If publisher’s can’t be confident of building profitable franchises on the Wii, they will less inclined to support it with innovative new titles in the first place.
Reason 3: The Wii price is no longer so competitive
When the Xbox 360 and PS3 were $150-$200 more expensive than the Wii, they were in a different league, and it was hard for consumers to justify the higher expense unless they were committed gamers. Now that the price difference is close to $50-$100, it becomes progressively easier. And new initiatives such as Project Natal and Sony’s Motion Controller make the HD consoles feel more “future-proof” than Nintendo’s “old-tech” Wii.
Reason 4: Piracy on the DS.
You know you have a problem when 10 year old kids are asking their parents to replace their aging DS Lites with the equivalent model rather than the DSi because they know their RF cards won’t work with the newer handheld. One industry exec I know recently had their 6-year old daughter explaining why she wanted an R4.
The solution may be to go digital only, discontinuing the DS and only supporting the DSi, although that risks alienating the retail channel that is so important to selling the units to a younger demographic.
Reason 5: The iPhone
More accurately, the iPod Touch. The low-end iPod Touch is now only $199, compared with a DSi at $170. There are 22,000 games available for it, and most of those games cost 1/10 of the price of a DS game. There are now 50m iPhones and iPod Touches in the market, which is big enough to start attracting development talent. The risk to Nintendo is that the cheap content and impressive functionality of Apple’s products starts slicing away large chunks of its market share.
Valuation and conclusion
Jason argues that while Nintendo’s valuation is a reasonable 10x future earnings (“On consensus estimates, Nintendo is trading at 10x FY09 and FY10 EPS estimates, or 7x ex cash”, We do not see room for further multiple de-rating”.)
::::::::::
=== WHAT TO PRODUCE ===
Retype the part of the Nintendo text that begins at the words "Reason 5: The" and stops after "its market share.". The rows aren't needed for this exercise.

=== MATERIAL SHOWN ===
::::::::::
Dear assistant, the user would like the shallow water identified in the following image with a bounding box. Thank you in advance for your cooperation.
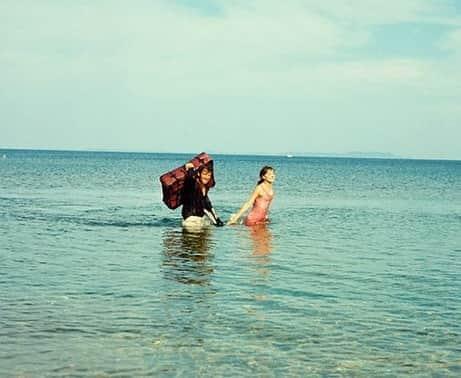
[0,150,461,377]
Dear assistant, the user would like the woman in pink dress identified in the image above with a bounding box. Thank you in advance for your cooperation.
[227,166,275,226]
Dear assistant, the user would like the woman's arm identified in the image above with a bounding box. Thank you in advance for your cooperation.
[227,185,261,224]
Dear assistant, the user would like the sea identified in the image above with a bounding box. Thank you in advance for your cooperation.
[0,149,461,377]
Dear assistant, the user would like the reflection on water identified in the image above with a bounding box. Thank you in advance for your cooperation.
[162,228,213,285]
[249,223,272,256]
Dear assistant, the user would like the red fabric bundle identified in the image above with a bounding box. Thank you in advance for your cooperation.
[160,152,215,209]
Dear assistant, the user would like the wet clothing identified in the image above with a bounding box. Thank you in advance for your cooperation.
[182,169,213,219]
[244,187,274,226]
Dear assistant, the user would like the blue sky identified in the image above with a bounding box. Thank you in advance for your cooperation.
[0,0,461,159]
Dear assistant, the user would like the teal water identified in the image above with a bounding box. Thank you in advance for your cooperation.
[0,150,461,377]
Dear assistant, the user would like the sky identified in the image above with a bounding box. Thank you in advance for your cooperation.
[0,0,461,160]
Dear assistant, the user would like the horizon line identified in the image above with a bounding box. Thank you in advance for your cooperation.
[0,147,461,161]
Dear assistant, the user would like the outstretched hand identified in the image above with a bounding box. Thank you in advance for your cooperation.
[227,214,237,225]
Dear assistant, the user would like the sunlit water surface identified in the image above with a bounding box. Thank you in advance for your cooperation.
[0,150,461,377]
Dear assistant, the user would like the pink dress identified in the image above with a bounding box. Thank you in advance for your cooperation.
[244,188,274,226]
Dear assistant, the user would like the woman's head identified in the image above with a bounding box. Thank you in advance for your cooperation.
[258,165,275,184]
[197,165,213,186]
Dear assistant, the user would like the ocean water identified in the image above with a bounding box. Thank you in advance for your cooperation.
[0,150,461,377]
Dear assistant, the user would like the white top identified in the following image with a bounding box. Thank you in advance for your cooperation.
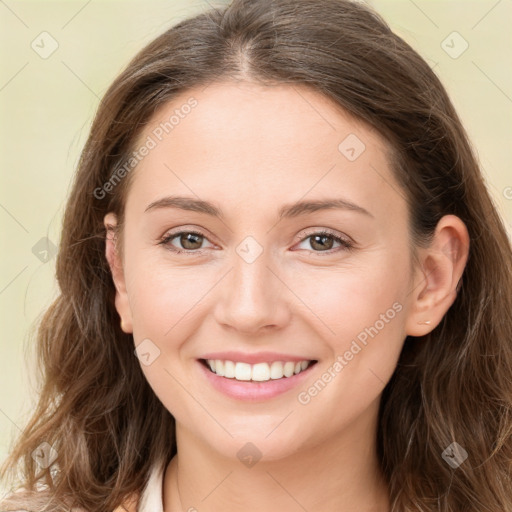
::::::::::
=== PROBLEM SOLUTION ===
Reason 5: The iPhone
More accurately, the iPod Touch. The low-end iPod Touch is now only $199, compared with a DSi at $170. There are 22,000 games available for it, and most of those games cost 1/10 of the price of a DS game. There are now 50m iPhones and iPod Touches in the market, which is big enough to start attracting development talent. The risk to Nintendo is that the cheap content and impressive functionality of Apple’s products starts slicing away large chunks of its market share.